**THE DATA**

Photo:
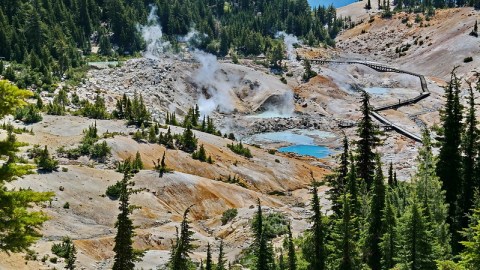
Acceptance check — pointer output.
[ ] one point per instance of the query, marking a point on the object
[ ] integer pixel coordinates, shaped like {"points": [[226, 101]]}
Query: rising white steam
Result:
{"points": [[152, 35], [216, 92], [289, 40]]}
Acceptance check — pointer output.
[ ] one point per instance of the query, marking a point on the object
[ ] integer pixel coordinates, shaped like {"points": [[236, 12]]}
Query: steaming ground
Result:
{"points": [[251, 102]]}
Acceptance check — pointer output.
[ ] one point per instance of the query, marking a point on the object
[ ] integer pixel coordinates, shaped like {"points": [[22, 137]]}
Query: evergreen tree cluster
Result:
{"points": [[201, 155], [133, 110], [49, 38], [89, 146], [19, 224], [240, 149], [192, 119]]}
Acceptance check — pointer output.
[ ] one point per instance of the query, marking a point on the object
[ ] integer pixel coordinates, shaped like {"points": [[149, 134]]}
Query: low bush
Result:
{"points": [[229, 215]]}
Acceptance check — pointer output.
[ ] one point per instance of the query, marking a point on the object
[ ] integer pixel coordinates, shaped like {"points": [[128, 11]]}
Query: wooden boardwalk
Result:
{"points": [[383, 68]]}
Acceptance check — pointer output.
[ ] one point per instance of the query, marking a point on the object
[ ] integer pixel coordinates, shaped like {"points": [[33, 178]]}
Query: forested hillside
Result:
{"points": [[51, 37]]}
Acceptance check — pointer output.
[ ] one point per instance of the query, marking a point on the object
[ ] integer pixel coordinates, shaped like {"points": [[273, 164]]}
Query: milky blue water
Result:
{"points": [[376, 90], [293, 136], [318, 151], [336, 3]]}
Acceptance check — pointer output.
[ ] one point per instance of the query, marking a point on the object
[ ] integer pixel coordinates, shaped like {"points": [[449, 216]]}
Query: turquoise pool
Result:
{"points": [[336, 3]]}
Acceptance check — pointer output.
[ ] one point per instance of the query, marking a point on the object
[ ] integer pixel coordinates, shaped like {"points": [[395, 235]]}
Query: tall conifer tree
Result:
{"points": [[373, 253], [367, 132]]}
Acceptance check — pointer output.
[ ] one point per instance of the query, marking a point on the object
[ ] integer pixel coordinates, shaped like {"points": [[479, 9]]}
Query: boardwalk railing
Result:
{"points": [[383, 68]]}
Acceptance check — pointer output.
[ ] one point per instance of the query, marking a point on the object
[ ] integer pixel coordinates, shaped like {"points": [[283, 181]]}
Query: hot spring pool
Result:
{"points": [[376, 90], [318, 151]]}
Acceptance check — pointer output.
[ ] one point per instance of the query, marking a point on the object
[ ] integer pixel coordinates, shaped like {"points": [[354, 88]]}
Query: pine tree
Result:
{"points": [[262, 249], [390, 175], [429, 192], [137, 163], [45, 162], [19, 224], [161, 166], [367, 142], [71, 257], [449, 162], [180, 259], [318, 257], [221, 258], [368, 5], [338, 180], [415, 240], [470, 143], [470, 256], [125, 255], [353, 189], [188, 142], [292, 257], [389, 238], [152, 134], [373, 253], [345, 247], [208, 261]]}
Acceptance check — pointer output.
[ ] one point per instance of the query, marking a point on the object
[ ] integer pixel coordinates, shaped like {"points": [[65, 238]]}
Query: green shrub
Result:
{"points": [[100, 151], [62, 249], [275, 224], [45, 162], [29, 114], [113, 191], [97, 110], [229, 215], [240, 150], [201, 155]]}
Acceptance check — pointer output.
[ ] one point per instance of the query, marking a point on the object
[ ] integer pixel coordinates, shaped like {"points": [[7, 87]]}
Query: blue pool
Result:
{"points": [[336, 3], [317, 151], [376, 90]]}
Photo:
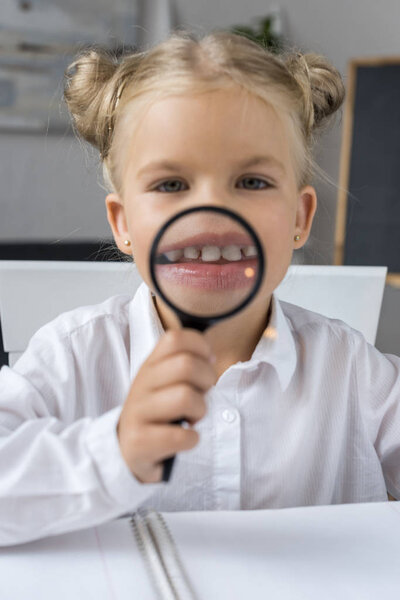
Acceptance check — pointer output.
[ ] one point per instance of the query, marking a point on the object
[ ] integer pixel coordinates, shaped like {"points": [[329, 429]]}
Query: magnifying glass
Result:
{"points": [[206, 263]]}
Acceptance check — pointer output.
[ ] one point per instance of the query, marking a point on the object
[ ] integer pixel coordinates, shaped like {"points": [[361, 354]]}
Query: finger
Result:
{"points": [[184, 368], [172, 403], [176, 341]]}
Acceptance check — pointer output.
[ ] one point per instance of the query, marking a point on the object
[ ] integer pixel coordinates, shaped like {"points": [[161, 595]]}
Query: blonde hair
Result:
{"points": [[106, 96]]}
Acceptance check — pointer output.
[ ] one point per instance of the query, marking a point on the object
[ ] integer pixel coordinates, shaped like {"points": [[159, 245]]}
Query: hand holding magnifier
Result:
{"points": [[207, 264]]}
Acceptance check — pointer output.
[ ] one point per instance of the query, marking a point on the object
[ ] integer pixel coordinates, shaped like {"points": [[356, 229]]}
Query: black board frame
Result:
{"points": [[393, 278]]}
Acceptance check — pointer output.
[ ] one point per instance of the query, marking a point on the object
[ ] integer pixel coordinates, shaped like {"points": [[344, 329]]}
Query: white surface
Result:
{"points": [[339, 552], [351, 294], [34, 292]]}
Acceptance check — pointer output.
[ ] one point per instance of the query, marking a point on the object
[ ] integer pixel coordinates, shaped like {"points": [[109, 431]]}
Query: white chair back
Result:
{"points": [[34, 292]]}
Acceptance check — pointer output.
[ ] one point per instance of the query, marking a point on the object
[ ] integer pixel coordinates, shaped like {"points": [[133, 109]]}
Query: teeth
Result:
{"points": [[212, 253], [191, 252], [250, 251], [174, 255], [231, 253], [209, 253]]}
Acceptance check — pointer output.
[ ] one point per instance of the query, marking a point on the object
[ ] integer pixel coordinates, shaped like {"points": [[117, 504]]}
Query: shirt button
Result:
{"points": [[228, 416]]}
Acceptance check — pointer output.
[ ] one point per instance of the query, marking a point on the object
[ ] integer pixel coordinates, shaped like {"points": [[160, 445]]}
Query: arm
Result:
{"points": [[378, 382], [58, 473]]}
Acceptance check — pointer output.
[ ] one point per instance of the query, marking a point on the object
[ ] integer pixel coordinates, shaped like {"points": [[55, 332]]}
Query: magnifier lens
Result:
{"points": [[206, 263]]}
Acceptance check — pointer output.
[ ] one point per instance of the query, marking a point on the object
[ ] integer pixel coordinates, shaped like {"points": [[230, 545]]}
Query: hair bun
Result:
{"points": [[90, 96], [321, 83]]}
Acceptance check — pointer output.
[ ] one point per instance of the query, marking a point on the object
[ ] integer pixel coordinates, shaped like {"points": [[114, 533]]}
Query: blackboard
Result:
{"points": [[368, 216]]}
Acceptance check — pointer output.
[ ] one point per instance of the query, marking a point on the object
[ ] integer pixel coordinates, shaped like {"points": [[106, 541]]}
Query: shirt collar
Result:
{"points": [[275, 347]]}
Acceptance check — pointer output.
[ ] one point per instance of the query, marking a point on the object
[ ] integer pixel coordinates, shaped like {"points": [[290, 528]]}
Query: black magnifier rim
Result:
{"points": [[249, 229]]}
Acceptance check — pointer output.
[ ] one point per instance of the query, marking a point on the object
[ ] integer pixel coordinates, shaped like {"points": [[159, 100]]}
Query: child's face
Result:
{"points": [[208, 136]]}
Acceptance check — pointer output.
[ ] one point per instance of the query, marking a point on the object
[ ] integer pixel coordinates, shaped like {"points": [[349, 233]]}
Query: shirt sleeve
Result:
{"points": [[378, 381], [57, 474]]}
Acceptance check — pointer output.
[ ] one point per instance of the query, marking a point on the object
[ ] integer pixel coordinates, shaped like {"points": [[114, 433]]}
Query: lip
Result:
{"points": [[209, 276], [228, 238]]}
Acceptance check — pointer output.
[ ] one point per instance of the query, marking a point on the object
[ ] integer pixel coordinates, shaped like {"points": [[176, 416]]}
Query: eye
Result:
{"points": [[172, 185], [167, 183], [253, 183]]}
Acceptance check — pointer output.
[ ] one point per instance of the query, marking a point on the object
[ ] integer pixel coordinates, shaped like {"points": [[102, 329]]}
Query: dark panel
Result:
{"points": [[373, 214]]}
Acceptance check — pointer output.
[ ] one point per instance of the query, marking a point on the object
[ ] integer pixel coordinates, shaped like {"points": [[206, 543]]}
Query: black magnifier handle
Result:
{"points": [[200, 325]]}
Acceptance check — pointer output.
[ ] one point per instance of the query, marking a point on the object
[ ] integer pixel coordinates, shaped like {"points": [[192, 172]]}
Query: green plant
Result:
{"points": [[263, 34]]}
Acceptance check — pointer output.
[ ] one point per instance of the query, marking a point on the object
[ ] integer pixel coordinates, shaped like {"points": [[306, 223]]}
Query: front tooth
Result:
{"points": [[231, 252], [191, 252], [209, 253], [250, 251], [174, 255]]}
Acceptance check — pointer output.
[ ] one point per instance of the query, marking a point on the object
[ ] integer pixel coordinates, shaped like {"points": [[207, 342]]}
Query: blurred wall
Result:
{"points": [[51, 187]]}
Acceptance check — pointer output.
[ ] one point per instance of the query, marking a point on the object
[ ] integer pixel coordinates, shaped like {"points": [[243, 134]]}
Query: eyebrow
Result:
{"points": [[175, 166]]}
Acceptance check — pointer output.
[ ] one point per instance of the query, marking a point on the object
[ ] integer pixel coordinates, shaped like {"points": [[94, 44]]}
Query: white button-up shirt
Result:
{"points": [[312, 418]]}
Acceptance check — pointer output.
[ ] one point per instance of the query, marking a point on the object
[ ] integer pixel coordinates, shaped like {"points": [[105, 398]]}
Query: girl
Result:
{"points": [[307, 416]]}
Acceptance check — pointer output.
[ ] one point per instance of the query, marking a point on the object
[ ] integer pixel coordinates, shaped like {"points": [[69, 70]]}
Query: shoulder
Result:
{"points": [[306, 323], [332, 339], [111, 314]]}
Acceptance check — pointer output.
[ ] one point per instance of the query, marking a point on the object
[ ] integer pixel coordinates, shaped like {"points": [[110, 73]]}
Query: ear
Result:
{"points": [[117, 220], [306, 207]]}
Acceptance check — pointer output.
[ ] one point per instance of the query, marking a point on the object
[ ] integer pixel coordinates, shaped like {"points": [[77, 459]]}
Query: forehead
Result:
{"points": [[222, 125]]}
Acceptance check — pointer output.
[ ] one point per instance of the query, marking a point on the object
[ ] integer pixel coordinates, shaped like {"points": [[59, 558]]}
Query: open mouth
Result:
{"points": [[209, 248]]}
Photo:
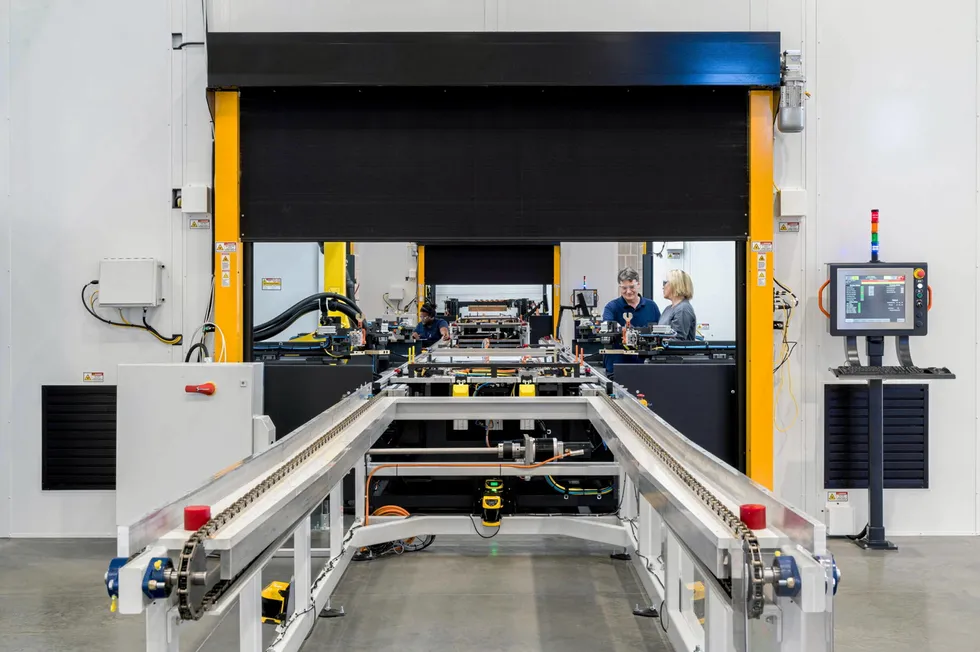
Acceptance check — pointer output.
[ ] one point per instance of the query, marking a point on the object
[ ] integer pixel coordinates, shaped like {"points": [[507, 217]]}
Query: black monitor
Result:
{"points": [[586, 298], [879, 299]]}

**WHAT THE TASK ASKS**
Collect every line of the entries that contains the word "pool", treating uppercase and lowercase letters as distinct.

**COMPLETED TASK**
Query: turquoise pool
Query: hot spring pool
Query: blue pool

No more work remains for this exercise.